_Requirement 1_
In the abstract of the Parkinson disease telemedicine trial, how many patients took part?
_Requirement 2_
Pick up the abstract of the Parkinson disease telemedicine trial after its last sentence and write the sections that follow.

_Document section_
BEGIN

Randomized Controlled Clinical Trial of 'Virtual House Calls' for Parkinson Disease
JAMA Neurolology, Vol. 70, No. 3, pp. 293-294, 2013 (DOI: 10.1001/jamaneurol.2013.1610)
6 Pages Posted: 4 May 2013
Date Written: March 11, 2013
Importance: The burden of neurological disorders in increasing, but access to care is limited. Providing specialty care to patients via telemedicine could help alleviate this growing problem.
Objective: To evaluate the feasibility, effectiveness, and economic benefits of using web-based videoconferencing (telemedicine) to provide specialty care to patients with Parkinson disease in their homes.
Design: A 7-month, 2-center, randomized controlled clinical trial.
Setting: Patients' homes and outpatient clinics at two academic medical centers.
Participants: Twenty patients with Parkinson disease with Internet access at home.
Intervention: Care from a specialist delivered remotely at home or in person in the clinic.

END

Referring expression data:
BEGIN

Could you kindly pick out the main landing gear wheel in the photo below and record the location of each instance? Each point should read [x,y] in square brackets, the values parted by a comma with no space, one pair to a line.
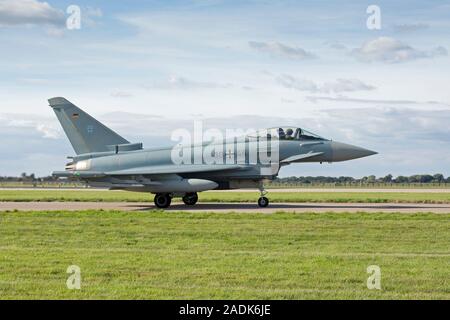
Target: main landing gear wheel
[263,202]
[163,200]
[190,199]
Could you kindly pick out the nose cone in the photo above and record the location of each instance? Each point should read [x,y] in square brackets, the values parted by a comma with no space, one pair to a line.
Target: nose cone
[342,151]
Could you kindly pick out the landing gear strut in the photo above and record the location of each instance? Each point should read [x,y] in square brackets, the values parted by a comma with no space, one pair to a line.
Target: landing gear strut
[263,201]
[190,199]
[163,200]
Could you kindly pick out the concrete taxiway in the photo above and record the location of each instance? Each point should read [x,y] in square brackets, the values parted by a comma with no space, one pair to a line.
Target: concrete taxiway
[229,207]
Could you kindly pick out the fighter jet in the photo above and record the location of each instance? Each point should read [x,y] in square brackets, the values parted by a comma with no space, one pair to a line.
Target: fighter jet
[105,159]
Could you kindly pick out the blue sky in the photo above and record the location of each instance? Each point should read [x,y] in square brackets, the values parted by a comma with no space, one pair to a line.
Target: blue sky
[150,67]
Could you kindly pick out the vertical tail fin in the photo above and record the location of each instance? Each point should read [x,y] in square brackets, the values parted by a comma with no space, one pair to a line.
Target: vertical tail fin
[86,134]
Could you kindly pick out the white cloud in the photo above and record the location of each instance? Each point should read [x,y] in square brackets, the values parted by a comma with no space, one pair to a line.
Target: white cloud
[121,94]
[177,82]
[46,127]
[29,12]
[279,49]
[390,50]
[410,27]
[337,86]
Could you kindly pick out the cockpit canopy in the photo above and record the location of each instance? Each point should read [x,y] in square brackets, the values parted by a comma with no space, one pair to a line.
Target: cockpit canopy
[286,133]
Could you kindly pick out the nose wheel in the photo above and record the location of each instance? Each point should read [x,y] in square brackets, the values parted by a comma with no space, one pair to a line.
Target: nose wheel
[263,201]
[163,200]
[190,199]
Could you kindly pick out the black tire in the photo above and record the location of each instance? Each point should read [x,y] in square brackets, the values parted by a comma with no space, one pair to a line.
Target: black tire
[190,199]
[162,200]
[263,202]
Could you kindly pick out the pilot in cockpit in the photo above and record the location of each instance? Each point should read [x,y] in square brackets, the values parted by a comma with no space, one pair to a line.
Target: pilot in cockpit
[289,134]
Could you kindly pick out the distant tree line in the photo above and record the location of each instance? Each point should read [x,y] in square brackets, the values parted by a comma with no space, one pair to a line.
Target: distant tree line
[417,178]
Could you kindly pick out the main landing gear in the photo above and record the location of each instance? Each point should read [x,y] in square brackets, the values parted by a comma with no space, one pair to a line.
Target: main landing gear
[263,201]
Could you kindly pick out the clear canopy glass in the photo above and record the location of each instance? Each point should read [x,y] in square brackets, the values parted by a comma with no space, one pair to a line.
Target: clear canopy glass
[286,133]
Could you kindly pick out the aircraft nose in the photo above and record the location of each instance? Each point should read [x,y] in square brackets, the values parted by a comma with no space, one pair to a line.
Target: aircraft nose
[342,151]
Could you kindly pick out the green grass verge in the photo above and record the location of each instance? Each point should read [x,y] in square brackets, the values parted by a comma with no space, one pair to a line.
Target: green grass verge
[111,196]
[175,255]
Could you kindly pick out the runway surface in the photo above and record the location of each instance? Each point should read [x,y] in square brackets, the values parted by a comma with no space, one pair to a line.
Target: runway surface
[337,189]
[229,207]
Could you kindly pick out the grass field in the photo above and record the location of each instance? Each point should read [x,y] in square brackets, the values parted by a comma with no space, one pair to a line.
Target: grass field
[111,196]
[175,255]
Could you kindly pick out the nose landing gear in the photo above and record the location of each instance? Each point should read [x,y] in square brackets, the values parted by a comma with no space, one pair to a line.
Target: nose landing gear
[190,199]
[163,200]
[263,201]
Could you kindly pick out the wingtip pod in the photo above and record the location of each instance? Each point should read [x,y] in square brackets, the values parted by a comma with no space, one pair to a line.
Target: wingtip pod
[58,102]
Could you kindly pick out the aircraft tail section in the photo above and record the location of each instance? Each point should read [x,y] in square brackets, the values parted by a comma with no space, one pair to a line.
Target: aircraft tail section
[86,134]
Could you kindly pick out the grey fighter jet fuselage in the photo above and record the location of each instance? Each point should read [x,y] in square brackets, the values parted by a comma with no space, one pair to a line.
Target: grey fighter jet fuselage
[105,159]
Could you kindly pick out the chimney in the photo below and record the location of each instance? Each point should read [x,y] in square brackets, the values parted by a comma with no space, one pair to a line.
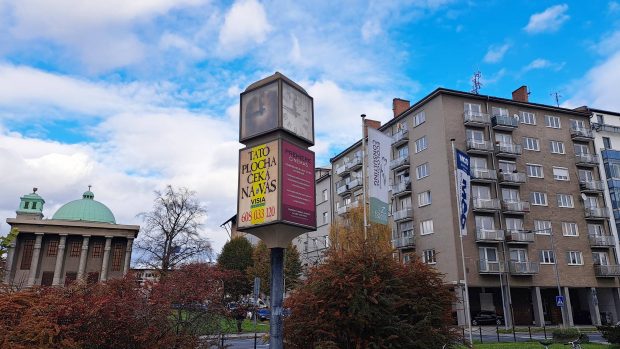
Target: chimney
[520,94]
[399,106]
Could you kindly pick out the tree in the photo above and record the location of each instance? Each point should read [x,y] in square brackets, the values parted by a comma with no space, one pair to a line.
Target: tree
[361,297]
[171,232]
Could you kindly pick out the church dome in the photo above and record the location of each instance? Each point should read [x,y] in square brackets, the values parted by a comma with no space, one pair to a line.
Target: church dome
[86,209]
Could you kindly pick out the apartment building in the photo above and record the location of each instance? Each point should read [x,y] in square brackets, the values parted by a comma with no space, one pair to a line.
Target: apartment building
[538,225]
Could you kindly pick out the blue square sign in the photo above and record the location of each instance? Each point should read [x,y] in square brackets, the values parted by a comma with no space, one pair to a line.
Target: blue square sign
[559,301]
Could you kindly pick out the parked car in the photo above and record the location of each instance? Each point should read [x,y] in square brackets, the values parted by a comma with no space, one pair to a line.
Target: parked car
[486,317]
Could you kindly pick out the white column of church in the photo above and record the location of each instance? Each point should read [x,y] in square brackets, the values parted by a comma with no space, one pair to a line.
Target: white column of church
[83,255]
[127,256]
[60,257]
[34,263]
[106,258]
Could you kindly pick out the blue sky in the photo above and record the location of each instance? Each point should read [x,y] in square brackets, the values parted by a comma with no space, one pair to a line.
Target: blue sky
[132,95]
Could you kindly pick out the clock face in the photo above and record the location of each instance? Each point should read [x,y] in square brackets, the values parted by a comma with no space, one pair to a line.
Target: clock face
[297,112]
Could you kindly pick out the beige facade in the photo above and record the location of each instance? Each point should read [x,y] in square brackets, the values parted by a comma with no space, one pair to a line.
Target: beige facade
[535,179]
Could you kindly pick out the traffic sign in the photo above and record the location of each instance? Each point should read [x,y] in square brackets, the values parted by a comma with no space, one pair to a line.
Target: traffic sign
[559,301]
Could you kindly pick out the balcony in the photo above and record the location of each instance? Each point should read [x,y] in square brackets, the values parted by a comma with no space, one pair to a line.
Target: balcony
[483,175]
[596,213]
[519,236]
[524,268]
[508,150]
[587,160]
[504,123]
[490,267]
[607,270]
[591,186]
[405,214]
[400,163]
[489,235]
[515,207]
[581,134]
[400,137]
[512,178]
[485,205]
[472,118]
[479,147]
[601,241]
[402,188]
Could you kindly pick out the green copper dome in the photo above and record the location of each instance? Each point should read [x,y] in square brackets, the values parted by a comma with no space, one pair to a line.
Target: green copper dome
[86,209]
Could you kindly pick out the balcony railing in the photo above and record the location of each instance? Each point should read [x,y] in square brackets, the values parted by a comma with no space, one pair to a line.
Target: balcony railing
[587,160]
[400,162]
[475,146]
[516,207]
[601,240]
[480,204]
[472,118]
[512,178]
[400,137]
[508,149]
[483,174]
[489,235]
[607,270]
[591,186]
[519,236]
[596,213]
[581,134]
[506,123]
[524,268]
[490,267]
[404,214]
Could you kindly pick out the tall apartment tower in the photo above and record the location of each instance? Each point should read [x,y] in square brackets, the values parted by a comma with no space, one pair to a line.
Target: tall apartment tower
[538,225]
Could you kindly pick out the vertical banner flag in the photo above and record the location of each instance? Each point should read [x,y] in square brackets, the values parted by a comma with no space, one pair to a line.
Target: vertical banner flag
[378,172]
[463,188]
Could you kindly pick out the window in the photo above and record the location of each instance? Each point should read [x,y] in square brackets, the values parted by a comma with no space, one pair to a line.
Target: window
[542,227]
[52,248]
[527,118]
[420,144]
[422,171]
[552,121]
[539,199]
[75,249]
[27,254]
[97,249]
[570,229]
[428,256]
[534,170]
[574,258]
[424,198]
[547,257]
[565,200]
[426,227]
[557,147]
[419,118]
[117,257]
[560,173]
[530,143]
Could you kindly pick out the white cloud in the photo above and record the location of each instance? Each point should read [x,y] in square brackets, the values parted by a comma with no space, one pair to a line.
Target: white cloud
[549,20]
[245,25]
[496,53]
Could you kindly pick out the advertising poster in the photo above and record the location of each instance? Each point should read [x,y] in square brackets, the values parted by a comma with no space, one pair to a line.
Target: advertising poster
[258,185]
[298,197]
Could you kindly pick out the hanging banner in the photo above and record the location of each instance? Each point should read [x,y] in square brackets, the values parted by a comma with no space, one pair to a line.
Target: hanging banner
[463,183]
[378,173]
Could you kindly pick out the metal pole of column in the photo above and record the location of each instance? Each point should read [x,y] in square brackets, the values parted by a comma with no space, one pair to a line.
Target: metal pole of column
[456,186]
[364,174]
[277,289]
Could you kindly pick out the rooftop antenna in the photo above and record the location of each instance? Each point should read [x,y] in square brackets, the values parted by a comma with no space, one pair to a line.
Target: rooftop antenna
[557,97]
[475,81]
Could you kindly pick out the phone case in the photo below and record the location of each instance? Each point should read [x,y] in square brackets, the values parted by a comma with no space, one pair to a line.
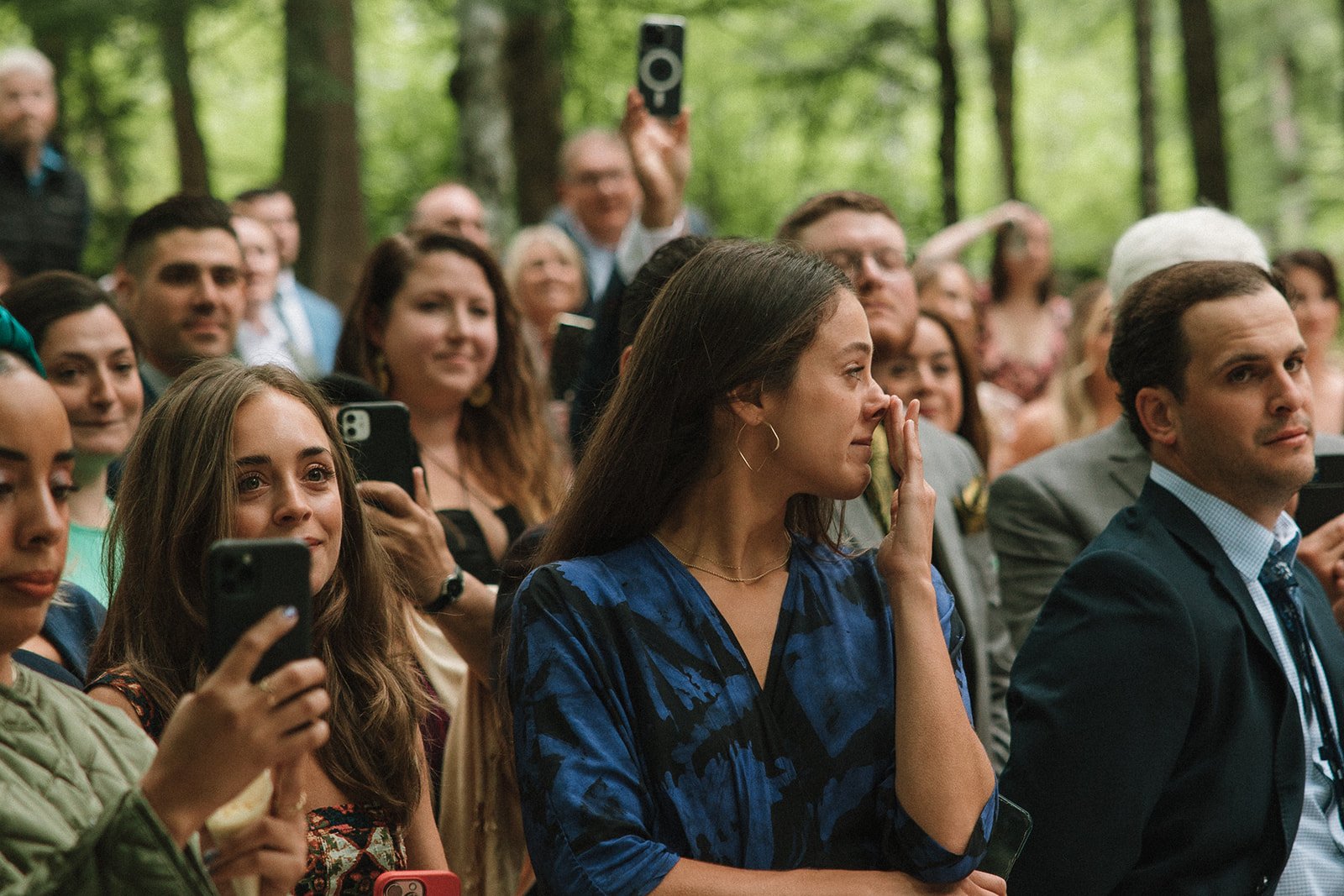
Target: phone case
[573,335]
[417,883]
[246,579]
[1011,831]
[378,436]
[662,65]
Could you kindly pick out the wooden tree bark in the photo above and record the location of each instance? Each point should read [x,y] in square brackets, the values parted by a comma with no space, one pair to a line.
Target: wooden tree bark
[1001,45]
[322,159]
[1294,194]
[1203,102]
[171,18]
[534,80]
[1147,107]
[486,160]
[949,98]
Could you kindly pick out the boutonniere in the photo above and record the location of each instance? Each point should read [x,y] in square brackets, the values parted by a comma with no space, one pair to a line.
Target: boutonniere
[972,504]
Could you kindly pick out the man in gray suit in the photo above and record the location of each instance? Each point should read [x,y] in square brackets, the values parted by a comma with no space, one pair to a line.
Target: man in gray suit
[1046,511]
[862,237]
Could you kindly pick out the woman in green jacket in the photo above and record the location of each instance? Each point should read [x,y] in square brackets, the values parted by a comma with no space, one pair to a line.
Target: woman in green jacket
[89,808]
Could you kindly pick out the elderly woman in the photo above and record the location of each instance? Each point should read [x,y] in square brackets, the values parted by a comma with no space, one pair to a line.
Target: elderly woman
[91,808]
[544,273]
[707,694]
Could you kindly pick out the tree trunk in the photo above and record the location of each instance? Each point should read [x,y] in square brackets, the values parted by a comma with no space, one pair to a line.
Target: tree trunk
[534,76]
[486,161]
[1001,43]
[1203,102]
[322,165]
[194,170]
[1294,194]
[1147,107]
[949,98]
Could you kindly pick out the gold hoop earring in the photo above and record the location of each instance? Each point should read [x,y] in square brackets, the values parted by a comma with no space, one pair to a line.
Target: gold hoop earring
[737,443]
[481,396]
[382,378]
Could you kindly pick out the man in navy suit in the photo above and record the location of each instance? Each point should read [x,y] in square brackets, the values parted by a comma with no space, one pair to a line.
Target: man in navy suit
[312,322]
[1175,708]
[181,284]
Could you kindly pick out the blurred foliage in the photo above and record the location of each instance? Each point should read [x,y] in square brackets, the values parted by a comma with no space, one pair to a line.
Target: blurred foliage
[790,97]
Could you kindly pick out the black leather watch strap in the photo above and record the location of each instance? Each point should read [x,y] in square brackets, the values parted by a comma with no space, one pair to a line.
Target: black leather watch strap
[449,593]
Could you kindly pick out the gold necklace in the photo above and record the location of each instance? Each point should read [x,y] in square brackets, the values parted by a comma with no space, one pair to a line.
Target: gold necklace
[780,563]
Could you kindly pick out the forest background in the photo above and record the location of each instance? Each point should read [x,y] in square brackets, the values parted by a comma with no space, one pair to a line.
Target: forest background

END

_Answer space 1_
Twenty patients with Parkinson disease who had Internet access at home.

_Answer space 2_
Main Outcome Measures: The Primary outcome variable was feasibility, as measured by the percentage of telemedicine visits completed as scheduled. Secondary outcome measures included clinical benefit, as measured by the 39-item Parkinson Disease Questionnaire, and economic value, as measured by time and travel.
Results: Twenty participants enrolled in the study and were randomly assigned to telemedicine (n=9) or in-person care (n=11). Of the 27 scheduled telemedicine visits, 25 (93%) were completed, and of the 33 schedules in-person visits, 30 (91%) were completed (P=.99). In this small study, the change in quality of life did not differ for those randomly assigned to telemedicine compared with those randomly assigned to in-person care (4.0-point improvement vs 6.4-point improvement; P=.61). Compared with in-person visits, each telemedicine visit saved participants, on average, 100 miles of travel and 3 hours of time.
Conclusion and Relevance: Using web-based video-conferencing to provide specialty care at home is feasible, provides value to patients, and may offer similar clinical benefit to that of in-person care. Larger studies are needed to determine whether the clinical benefits are indeed comparable to those of in-person care and whether the results observed are generalizable.